EXTRACTED TEXT:
--- BEGIN ---

When the Build Is Done
Developer Exit Finance | Sell, Refinance or Bridge
structured to perform
30+ years · 110+ specialist lenders · £68.6m largest facility
Your scheme is finishing — and the question is what comes next. Sell the units, refinance to BTL or commercial, or bridge the gap until the sales run is done? Development exit finance replaces expensive development debt with cheaper money priced against finished real estate, giving you the breathing room to choose the right route on numbers, not facility-expiry pressure.
£250k — £30m+
Loan Size
6 — 18 months
Typical Term
Up to 75% LTV
Typical LTV
Key Features
What We Offer
Lower Cost Than Dev Finance
Dev exit rates are significantly cheaper than development finance. Stop paying construction-level interest on completed units.
Controlled Sell-Out
Sell units at full market value on your timeline. No pressure to accept below-market offers to meet facility deadlines.
Stabilise Rental Income
If letting rather than selling, dev exit funding gives time to fill units and stabilise rental income before long-term refinance.
Release Developer Profit
Some dev exit facilities allow partial profit release as units sell — improving your cashflow during the sales period.
Seamless Transition
We manage the transition from development finance to dev exit — often with the same or associated lender for simplicity.
Ideal For
Common Scenarios
Units Unsold at Completion
Construction is finished but units haven't sold yet. Dev exit replaces your dev loan at a lower rate while you complete sales.
Build-to-Rent Stabilisation
Letting up a completed scheme. Dev exit bridges the gap until the building is stabilised and ready for investment refinance.
Slow Market Conditions
Market has softened and sales are taking longer. Dev exit buys time without the punitive cost of extended development finance.
Phased Sales Strategy
Releasing units in phases to maintain pricing. Dev exit supports a strategic sales approach rather than a bulk disposal.
When the build is done
The 3 exit routes
A scheme reaching practical completion gives the developer three credible exit routes. Which is right depends on the unit type, the sales market read on the day, the developer's hold-vs-sell economics, and how much equity needs to be released for the next site. The right play is to price all three in parallel — and choose on numbers, not on facility deadlines.

--- END ---

(Object pointing dataset rows)
--- BEGIN ---

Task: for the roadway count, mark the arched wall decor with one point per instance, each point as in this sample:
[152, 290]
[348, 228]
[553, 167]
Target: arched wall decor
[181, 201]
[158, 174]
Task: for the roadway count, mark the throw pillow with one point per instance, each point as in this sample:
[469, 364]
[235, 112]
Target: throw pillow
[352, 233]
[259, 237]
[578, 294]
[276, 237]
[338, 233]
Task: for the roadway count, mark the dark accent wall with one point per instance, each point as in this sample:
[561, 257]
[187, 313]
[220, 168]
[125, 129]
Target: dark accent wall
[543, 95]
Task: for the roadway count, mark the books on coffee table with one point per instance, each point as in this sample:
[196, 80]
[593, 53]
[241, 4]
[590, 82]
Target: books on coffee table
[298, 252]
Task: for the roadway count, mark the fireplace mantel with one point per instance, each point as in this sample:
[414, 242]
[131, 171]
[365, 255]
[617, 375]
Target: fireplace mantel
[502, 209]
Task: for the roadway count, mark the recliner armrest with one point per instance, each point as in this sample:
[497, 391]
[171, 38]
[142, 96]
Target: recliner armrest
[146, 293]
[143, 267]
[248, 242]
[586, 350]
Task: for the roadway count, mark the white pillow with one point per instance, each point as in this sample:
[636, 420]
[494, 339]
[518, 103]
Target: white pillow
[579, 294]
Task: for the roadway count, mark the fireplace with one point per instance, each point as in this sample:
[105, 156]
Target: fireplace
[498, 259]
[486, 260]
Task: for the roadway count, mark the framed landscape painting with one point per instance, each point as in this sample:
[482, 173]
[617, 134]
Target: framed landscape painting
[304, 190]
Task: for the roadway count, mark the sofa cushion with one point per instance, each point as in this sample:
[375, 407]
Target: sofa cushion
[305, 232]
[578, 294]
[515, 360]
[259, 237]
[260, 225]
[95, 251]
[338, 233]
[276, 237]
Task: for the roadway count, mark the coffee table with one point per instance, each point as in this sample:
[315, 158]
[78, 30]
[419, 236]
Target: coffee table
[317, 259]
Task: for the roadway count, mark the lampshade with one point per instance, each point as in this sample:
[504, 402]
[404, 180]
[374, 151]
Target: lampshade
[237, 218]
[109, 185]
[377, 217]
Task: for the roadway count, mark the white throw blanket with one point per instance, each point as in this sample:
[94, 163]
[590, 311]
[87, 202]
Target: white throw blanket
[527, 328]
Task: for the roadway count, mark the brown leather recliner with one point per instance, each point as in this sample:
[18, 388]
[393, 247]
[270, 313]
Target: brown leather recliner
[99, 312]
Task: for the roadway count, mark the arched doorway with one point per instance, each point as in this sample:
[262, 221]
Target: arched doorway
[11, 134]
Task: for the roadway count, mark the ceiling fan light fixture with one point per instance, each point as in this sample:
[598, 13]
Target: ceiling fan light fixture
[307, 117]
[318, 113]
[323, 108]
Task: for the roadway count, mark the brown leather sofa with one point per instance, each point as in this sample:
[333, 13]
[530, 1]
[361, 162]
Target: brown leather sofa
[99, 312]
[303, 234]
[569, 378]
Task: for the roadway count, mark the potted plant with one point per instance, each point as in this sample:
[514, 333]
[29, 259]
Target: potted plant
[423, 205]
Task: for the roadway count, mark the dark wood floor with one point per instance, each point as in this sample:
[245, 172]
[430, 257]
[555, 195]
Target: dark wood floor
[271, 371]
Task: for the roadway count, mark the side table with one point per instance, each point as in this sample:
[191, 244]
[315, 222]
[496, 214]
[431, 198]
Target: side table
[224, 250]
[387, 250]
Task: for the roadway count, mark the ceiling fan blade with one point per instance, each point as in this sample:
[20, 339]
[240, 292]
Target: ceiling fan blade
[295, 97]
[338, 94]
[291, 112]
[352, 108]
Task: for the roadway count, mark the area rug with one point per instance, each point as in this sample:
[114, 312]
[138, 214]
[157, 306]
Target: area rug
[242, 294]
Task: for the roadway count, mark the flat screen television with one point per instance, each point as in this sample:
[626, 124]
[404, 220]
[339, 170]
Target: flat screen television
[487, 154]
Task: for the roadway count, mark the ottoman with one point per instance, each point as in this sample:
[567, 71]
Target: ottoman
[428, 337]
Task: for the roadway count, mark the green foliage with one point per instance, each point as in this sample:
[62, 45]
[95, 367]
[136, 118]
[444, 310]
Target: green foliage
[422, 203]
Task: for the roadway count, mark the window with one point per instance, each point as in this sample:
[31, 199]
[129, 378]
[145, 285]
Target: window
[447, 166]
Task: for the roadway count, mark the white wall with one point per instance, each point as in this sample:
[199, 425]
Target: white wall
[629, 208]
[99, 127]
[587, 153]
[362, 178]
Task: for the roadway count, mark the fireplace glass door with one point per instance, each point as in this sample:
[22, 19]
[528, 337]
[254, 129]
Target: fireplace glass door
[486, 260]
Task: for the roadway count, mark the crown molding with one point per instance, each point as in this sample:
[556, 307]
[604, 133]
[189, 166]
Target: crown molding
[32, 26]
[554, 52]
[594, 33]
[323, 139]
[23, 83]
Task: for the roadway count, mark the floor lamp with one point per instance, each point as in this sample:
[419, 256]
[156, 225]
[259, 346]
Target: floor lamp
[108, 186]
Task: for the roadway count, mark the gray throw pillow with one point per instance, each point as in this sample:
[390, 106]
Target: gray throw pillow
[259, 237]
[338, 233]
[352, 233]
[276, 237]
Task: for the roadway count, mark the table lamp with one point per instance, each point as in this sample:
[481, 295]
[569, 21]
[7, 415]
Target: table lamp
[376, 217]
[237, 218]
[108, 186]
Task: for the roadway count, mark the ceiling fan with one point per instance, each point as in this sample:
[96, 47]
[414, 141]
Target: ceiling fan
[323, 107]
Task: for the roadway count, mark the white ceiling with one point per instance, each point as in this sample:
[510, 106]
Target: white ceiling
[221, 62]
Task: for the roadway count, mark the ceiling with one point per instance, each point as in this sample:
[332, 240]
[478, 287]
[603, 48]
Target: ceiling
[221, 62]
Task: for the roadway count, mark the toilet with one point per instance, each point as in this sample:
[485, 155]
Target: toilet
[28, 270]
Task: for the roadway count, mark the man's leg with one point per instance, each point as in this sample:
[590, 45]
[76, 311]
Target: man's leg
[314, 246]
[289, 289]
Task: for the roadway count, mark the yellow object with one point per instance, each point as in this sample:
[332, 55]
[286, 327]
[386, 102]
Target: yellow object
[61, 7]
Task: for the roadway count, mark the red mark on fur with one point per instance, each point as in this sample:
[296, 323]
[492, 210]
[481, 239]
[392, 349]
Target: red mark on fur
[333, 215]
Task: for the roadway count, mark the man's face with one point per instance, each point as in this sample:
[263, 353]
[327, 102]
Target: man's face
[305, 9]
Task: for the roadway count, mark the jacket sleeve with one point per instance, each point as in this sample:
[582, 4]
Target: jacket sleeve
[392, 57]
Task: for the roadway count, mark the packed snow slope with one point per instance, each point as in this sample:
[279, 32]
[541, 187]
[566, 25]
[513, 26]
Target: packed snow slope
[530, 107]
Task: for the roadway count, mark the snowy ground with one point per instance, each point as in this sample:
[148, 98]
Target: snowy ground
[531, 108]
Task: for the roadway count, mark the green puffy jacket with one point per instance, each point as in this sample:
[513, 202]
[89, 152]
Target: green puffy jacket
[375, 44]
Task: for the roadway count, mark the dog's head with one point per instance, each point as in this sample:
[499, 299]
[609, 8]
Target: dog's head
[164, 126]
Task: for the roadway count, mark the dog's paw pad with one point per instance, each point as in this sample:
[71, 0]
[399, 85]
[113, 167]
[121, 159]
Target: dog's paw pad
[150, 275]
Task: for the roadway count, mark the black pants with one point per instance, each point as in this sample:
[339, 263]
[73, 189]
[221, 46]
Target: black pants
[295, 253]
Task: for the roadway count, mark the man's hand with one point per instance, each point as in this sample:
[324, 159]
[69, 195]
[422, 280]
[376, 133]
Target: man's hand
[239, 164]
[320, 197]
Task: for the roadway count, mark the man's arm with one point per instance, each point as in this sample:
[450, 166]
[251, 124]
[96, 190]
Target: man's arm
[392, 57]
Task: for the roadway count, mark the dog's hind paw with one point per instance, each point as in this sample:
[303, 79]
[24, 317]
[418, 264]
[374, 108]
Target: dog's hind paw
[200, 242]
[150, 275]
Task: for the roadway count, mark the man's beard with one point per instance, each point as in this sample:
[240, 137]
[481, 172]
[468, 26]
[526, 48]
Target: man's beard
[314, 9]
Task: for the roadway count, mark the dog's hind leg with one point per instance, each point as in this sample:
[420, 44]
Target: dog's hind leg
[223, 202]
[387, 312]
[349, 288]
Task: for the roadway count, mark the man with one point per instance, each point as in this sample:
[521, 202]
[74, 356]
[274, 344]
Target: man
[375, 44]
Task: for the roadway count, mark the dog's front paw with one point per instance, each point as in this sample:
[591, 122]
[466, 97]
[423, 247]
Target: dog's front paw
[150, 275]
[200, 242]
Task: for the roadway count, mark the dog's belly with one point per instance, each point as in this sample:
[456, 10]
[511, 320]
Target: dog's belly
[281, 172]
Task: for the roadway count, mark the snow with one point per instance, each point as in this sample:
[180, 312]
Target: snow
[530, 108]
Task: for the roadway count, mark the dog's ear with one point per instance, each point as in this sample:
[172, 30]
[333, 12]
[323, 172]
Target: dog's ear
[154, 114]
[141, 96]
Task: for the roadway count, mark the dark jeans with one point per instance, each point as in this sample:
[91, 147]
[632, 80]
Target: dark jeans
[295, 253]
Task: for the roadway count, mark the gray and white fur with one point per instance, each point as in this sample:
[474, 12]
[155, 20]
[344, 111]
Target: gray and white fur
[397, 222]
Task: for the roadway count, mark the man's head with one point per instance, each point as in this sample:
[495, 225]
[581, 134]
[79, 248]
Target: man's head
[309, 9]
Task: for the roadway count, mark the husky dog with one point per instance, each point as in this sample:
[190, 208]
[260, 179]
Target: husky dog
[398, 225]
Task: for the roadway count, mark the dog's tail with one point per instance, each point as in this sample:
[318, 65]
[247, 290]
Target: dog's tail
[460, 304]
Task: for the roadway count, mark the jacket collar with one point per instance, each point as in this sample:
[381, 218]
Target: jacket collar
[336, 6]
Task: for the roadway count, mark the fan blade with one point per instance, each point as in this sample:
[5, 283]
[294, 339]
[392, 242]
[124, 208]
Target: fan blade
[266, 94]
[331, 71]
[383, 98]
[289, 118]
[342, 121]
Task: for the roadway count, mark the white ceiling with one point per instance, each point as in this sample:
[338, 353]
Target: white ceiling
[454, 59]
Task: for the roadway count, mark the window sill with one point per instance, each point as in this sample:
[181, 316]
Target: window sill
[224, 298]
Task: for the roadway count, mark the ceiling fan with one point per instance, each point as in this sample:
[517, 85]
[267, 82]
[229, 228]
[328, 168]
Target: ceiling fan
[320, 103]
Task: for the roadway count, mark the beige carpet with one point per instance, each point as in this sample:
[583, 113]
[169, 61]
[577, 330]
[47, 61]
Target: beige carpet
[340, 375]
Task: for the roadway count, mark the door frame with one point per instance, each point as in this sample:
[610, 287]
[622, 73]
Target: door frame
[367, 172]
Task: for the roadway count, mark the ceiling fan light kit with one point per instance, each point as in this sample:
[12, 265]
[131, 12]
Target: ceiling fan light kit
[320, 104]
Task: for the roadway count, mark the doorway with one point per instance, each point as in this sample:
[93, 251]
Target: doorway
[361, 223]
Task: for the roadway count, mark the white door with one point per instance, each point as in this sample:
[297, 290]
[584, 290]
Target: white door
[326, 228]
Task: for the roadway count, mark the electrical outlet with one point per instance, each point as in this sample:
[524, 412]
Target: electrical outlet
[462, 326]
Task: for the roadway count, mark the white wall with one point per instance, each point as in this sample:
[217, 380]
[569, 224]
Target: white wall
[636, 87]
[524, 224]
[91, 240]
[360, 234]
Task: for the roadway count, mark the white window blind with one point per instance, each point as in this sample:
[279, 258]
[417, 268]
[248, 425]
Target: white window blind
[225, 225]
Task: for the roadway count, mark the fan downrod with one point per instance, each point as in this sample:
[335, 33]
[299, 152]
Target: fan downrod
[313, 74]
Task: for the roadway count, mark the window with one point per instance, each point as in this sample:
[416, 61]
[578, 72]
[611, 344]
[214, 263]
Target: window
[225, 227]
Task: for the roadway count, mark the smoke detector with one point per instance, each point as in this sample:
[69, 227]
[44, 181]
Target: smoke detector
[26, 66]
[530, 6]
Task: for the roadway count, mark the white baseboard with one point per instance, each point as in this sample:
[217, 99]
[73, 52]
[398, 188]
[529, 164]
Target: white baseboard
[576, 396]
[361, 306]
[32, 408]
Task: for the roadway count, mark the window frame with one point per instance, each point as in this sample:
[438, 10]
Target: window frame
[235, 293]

--- END ---

TASK 1: In the development exit finance page, reproduce the passage between "Controlled Sell-Out" and "before long-term refinance.", inclusive, swapping "units" for "homes".
TASK 2: Render this sentence from the development exit finance page in Spanish: "Dev exit rates are significantly cheaper than development finance."

COMPLETE RESPONSE 1:
Controlled Sell-Out
Sell homes at full market value on your timeline. No pressure to accept below-market offers to meet facility deadlines.
Stabilise Rental Income
If letting rather than selling, dev exit funding gives time to fill homes and stabilise rental income before long-term refinance.

COMPLETE RESPONSE 2: Los tipos de la financiación de salida de promoción son considerablemente más baratos que la financiación de promoción.